BEGIN Material for the task

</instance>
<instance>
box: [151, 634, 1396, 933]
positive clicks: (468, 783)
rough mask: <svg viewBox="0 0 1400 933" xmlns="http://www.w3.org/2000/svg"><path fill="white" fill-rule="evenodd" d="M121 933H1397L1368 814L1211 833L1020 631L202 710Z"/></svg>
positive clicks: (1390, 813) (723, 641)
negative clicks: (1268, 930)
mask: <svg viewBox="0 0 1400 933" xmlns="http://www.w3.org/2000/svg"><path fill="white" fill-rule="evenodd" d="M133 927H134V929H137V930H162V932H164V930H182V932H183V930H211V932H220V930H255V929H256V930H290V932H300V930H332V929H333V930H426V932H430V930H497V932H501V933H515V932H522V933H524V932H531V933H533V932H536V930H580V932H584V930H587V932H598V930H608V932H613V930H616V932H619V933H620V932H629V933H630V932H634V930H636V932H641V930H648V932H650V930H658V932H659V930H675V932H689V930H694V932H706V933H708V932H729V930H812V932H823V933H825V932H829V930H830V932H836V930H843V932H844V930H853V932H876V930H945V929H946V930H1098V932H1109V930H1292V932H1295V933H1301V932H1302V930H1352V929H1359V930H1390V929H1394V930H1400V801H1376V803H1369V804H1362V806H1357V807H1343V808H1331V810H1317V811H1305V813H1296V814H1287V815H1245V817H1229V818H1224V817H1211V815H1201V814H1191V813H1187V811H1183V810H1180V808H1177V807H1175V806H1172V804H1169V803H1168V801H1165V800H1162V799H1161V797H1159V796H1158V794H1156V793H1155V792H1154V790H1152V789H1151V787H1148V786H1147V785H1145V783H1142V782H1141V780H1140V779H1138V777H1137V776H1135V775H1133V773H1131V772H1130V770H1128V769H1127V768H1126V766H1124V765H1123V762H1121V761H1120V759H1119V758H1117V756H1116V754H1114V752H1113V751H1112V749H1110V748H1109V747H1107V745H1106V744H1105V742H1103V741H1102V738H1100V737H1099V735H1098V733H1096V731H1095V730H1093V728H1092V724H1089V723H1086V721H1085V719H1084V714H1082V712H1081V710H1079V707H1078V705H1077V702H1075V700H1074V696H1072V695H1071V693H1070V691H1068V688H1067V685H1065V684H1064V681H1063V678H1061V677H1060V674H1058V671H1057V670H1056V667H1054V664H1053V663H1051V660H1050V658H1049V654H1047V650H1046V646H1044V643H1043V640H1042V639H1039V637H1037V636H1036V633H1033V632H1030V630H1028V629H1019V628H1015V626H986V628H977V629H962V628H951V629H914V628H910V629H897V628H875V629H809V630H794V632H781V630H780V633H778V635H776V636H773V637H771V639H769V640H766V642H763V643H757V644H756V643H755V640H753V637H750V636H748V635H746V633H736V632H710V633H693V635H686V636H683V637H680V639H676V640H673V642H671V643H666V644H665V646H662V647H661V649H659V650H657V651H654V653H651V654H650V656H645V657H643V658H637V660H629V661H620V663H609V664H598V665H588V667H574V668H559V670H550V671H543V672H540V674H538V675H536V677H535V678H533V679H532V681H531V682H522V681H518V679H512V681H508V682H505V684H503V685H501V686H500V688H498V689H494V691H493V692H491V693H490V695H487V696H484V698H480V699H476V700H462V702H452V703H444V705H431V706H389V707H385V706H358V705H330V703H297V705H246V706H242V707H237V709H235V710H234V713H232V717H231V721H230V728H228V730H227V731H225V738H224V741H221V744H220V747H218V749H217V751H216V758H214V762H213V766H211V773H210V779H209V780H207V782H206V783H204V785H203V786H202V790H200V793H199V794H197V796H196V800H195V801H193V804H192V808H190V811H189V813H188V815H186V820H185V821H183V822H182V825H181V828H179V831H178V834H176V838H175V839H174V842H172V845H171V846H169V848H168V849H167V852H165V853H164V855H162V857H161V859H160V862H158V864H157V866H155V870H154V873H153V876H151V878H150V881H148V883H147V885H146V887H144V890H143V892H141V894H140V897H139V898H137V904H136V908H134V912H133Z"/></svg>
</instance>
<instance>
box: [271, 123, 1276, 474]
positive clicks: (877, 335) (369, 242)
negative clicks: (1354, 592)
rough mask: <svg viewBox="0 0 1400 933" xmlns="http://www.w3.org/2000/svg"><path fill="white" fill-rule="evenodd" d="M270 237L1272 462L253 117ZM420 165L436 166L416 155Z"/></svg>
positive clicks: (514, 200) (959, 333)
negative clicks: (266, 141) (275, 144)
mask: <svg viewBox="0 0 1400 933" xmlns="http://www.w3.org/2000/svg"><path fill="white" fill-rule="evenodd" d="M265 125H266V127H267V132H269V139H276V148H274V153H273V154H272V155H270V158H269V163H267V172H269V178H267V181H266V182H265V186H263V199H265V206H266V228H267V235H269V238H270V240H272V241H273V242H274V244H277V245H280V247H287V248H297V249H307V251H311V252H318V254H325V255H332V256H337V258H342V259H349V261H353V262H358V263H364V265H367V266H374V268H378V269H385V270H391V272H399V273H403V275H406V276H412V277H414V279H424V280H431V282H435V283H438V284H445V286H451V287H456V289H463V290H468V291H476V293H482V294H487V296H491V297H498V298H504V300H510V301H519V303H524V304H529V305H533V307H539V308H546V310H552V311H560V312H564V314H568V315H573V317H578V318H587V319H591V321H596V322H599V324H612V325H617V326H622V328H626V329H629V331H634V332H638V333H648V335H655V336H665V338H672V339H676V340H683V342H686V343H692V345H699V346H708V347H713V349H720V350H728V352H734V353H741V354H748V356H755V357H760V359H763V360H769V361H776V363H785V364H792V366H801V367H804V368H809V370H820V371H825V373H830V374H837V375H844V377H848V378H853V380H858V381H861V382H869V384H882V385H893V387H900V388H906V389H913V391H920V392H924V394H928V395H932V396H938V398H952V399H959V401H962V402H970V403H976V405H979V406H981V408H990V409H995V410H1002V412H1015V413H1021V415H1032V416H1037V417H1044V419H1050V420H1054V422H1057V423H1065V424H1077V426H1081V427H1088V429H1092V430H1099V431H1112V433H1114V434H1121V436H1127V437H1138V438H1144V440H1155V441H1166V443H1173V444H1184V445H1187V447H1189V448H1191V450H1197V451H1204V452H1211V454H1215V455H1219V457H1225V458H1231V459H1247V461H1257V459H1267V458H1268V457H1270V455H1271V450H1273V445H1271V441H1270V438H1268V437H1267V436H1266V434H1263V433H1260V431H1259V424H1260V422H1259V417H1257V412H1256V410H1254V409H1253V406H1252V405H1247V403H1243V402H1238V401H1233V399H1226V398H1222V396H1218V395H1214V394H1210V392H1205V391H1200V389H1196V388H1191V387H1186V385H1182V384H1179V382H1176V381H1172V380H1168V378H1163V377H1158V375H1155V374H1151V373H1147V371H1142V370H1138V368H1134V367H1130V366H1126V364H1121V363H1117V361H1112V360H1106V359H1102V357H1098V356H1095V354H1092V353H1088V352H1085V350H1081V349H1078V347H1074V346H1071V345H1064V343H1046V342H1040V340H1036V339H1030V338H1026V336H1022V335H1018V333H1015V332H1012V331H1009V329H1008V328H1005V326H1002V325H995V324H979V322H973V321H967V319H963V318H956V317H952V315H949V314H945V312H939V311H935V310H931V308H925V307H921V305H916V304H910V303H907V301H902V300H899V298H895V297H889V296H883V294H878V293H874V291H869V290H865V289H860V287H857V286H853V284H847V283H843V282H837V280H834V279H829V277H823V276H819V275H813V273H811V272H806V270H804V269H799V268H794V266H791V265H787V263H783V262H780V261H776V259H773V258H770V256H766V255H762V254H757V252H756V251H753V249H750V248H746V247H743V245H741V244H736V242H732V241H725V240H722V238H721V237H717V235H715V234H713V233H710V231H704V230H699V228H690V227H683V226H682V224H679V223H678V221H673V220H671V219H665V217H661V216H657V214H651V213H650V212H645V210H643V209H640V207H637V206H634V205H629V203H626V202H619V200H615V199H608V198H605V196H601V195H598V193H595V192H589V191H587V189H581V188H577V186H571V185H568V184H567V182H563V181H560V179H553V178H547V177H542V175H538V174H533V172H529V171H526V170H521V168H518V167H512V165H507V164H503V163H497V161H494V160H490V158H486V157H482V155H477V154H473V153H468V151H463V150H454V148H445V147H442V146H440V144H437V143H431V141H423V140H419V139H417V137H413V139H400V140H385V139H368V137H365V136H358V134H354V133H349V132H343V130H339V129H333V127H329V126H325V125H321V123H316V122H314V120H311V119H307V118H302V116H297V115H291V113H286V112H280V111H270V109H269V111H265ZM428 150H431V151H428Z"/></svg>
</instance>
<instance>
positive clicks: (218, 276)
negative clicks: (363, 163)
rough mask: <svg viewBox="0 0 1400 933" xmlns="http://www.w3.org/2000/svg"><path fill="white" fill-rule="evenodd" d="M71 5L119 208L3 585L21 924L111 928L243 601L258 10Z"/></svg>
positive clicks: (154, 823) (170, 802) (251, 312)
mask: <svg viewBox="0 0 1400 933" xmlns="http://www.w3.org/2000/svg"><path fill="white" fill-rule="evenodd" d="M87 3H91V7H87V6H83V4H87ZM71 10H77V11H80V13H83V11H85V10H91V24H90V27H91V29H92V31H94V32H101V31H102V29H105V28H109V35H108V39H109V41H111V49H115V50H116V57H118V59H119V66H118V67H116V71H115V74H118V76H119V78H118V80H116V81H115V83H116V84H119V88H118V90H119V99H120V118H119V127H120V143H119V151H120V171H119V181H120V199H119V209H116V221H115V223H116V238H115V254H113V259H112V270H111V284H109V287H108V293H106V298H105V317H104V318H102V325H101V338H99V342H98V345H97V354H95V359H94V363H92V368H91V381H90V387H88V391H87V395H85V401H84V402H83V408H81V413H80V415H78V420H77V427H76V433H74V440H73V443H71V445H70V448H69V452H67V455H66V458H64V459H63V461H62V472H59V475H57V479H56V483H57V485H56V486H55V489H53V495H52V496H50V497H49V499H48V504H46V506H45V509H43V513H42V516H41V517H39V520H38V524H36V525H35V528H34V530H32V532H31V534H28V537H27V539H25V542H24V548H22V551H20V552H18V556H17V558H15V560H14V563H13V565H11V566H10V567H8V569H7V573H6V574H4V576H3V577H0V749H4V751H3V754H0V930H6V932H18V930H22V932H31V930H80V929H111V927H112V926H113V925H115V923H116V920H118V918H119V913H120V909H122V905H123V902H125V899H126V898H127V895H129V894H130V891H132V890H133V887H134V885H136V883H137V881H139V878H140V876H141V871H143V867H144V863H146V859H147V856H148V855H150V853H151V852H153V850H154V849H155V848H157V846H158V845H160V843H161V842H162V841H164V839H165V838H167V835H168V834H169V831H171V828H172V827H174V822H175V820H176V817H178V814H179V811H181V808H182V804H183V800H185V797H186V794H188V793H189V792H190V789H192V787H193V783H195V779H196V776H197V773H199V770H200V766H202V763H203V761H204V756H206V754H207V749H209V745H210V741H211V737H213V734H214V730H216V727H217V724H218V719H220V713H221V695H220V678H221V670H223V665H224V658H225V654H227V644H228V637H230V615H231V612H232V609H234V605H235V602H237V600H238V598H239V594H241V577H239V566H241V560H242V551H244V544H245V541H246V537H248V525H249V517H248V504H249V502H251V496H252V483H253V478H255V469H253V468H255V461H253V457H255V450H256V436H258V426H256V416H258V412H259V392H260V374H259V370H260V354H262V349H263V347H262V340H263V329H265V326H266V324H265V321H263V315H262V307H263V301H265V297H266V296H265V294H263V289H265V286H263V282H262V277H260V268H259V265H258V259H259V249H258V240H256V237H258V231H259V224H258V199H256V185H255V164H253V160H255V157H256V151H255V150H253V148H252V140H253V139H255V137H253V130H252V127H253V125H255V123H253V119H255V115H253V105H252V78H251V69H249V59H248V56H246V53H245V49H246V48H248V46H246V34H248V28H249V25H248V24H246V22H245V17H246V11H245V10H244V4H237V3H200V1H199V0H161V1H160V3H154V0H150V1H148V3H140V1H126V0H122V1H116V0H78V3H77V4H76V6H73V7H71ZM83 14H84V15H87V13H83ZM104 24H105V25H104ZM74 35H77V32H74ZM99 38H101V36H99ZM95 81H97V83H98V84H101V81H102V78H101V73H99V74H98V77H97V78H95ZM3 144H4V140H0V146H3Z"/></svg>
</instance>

END Material for the task

_What to work on_
Read through the lines above and collect those that contain the string "clicks".

_Written answer_
positive clicks: (468, 783)
positive clicks: (1390, 813) (723, 641)
negative clicks: (1268, 930)
positive clicks: (877, 335) (369, 242)
negative clicks: (1354, 592)
positive clicks: (514, 200) (959, 333)
negative clicks: (266, 141) (275, 144)
positive clicks: (218, 276)
negative clicks: (363, 163)
positive clicks: (154, 823) (170, 802) (251, 312)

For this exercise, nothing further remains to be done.